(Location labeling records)
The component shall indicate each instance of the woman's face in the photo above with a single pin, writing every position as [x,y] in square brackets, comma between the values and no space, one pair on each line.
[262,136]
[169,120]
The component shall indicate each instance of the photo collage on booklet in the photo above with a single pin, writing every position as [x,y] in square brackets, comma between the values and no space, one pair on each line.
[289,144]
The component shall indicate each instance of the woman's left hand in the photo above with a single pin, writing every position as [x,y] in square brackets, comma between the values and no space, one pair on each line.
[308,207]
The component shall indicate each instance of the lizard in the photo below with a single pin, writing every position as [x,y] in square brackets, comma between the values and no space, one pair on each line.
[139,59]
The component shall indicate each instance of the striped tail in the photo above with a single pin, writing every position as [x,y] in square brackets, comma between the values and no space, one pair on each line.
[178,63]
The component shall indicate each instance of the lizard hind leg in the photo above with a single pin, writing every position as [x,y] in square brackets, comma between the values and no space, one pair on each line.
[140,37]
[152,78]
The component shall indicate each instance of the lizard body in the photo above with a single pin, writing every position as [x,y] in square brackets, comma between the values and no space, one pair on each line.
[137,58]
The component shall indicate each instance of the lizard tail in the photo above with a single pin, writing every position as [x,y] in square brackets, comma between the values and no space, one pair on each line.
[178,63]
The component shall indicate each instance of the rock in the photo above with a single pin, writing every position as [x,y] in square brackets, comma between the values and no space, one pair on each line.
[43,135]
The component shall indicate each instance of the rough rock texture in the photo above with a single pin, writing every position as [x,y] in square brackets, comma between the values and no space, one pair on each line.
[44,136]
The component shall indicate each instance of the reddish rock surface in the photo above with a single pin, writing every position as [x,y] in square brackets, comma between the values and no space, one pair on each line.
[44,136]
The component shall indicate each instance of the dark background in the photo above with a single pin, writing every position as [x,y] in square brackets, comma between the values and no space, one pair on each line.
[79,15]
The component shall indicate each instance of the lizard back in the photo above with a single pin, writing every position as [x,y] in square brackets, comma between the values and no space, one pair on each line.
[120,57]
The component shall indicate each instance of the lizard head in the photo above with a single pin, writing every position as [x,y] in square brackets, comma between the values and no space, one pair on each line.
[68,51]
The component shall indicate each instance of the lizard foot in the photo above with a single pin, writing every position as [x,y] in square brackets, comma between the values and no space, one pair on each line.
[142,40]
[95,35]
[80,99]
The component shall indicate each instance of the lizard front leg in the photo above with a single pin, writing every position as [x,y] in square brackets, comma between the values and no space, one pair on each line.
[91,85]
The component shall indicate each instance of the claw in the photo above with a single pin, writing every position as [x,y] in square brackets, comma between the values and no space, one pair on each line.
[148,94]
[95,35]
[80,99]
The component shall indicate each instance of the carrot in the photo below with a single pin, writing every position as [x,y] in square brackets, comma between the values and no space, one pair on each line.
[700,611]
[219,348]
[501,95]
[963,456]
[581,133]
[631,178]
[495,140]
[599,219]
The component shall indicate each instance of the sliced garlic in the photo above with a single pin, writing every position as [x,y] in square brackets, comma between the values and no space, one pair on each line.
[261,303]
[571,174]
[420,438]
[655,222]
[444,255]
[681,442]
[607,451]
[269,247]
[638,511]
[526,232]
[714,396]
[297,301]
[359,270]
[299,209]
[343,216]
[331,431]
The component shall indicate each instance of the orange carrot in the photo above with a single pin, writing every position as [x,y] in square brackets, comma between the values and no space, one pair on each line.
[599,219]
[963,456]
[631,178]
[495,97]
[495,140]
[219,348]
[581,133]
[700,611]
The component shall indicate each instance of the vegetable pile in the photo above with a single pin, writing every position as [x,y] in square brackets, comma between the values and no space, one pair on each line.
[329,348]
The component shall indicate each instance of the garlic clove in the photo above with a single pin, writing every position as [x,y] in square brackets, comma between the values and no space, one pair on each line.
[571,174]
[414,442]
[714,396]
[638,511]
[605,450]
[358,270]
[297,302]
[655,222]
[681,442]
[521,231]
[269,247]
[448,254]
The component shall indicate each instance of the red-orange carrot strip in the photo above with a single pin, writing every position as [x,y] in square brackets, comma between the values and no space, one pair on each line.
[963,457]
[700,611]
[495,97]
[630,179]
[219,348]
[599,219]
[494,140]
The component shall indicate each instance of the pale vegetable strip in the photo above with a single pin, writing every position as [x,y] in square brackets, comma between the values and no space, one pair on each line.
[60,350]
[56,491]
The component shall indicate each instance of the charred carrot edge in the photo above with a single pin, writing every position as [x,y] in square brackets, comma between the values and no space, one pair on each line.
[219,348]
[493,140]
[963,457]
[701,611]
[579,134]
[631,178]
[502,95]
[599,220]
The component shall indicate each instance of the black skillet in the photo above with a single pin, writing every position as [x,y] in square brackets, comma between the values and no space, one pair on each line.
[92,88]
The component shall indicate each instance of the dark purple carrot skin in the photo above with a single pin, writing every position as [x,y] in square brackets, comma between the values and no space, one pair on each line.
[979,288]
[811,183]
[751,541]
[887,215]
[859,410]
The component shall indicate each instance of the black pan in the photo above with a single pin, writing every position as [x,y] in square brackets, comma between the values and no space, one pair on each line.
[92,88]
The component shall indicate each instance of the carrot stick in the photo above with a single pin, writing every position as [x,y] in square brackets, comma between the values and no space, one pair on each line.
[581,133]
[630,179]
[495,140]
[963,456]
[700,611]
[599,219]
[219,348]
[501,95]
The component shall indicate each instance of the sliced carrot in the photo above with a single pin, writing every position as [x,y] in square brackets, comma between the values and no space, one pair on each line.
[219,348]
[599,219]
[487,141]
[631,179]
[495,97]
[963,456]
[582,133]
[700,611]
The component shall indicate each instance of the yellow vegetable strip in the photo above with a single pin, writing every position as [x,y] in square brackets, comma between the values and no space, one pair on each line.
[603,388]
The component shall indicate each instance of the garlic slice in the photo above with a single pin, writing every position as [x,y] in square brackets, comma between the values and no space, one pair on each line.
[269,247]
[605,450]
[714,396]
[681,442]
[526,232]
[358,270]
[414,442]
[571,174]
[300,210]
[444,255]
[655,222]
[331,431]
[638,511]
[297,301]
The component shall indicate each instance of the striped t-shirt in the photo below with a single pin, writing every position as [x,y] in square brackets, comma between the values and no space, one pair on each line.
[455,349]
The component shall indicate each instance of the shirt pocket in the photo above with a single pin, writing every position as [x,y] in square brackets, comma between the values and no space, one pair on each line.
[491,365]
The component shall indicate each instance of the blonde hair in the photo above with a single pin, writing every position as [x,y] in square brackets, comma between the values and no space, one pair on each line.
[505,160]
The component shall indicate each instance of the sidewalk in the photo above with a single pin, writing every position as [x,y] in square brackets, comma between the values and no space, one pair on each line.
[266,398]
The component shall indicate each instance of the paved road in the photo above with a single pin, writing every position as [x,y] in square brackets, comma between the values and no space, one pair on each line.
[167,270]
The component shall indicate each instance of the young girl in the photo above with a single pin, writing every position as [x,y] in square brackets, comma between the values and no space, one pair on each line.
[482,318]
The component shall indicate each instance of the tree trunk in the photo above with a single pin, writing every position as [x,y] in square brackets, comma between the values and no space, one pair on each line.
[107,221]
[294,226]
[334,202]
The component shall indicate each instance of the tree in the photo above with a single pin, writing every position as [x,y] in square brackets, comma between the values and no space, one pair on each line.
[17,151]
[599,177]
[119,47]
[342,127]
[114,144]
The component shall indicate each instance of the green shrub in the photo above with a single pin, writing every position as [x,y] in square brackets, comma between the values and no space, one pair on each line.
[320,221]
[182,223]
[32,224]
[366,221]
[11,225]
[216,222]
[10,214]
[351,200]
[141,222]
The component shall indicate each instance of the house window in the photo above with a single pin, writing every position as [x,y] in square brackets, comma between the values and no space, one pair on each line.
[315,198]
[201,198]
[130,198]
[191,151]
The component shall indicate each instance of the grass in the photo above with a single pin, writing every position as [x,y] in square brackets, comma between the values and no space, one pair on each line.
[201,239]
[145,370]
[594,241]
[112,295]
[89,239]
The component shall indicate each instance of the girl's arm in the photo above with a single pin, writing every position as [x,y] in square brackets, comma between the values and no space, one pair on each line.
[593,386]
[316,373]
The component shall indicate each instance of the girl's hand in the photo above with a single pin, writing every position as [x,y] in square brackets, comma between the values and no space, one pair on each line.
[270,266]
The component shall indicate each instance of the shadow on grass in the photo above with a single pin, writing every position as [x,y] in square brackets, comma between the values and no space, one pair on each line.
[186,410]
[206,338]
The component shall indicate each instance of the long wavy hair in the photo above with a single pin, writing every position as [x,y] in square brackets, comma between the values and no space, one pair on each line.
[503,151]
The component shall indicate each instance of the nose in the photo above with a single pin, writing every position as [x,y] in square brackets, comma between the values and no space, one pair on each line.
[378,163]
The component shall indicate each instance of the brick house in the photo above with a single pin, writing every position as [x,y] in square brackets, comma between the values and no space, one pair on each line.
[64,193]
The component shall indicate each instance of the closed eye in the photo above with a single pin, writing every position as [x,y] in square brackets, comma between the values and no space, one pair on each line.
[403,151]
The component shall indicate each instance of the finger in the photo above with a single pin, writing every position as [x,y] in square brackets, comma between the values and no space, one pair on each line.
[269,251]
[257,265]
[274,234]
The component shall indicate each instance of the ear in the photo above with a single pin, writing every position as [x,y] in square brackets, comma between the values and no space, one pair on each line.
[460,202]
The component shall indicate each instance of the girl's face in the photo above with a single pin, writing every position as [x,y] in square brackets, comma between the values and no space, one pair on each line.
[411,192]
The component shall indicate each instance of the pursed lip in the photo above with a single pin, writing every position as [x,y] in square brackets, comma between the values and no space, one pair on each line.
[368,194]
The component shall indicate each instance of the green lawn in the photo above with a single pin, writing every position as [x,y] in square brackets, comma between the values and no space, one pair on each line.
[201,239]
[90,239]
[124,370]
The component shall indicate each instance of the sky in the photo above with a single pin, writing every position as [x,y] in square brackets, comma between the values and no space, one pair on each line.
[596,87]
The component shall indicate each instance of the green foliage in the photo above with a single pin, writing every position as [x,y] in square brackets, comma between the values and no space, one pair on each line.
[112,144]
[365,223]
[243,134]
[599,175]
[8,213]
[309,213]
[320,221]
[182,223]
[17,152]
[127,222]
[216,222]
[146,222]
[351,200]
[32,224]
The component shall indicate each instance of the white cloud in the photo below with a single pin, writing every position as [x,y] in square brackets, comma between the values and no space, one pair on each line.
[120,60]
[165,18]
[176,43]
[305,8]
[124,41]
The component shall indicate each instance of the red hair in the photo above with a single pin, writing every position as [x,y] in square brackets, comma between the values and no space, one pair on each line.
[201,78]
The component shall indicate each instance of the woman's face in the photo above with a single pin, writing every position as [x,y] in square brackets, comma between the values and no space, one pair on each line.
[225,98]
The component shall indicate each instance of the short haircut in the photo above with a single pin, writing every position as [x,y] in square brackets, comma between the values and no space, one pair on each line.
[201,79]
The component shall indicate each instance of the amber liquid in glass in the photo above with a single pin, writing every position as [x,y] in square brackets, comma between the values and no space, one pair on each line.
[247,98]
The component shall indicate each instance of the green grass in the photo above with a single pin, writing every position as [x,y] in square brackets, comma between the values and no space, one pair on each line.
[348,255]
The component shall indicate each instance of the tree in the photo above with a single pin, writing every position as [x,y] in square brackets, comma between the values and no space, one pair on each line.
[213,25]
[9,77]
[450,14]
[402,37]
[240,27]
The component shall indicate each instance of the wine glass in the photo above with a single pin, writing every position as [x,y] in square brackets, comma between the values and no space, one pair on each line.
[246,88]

## WRITTEN REQUEST
Return the lines above, from the one containing "The component shall indicate each instance of the white" to the end, exactly as they stand.

## SOLUTION FOR THIS PROBLEM
The component shall indicate each instance of the white cloud in the photo below with a single pin, writing every position as [x,y] in square brackets, comma between the values and no space, one pair on each line.
[120,60]
[165,18]
[176,43]
[305,8]
[124,41]
The component shall indicate each instance of the red hair in the photo above with a single pin, writing every position as [x,y] in square brackets, comma between the values and no space, one pair on each line.
[201,78]
The component shall indicate each instance of the woman's face in the photo above with a single pin, writing every position as [x,y] in square brackets, comma between the values and no space, one pair on each line.
[225,98]
The component shall indicate each instance of the short haircut in the photo above with a single pin, writing every position as [x,y] in square brackets, comma between the values and no space, one pair on each line.
[201,79]
The component shall indicate each instance of the amber liquid in glass in the photo above with a single pin, writing every position as [x,y] in square brackets, comma between the values and no space, one pair on each line.
[247,98]
The component shall indicate each instance of the green grass in the photo above with a single pin, writing every position as [x,y] in square brackets, comma between the values and no space, one pair on each line.
[348,255]
The component shall indicate each instance of the tree in the photo above with a single pin, writing every position as [x,y] in square brackets, comma between the values and no space, one pair on each line.
[213,25]
[9,77]
[450,14]
[402,37]
[240,27]
The component shall indicate each instance of the wine glass in the photo above with a single pin, writing every position as [x,y] in square brackets, comma between the values and no space, one pair on each line.
[246,88]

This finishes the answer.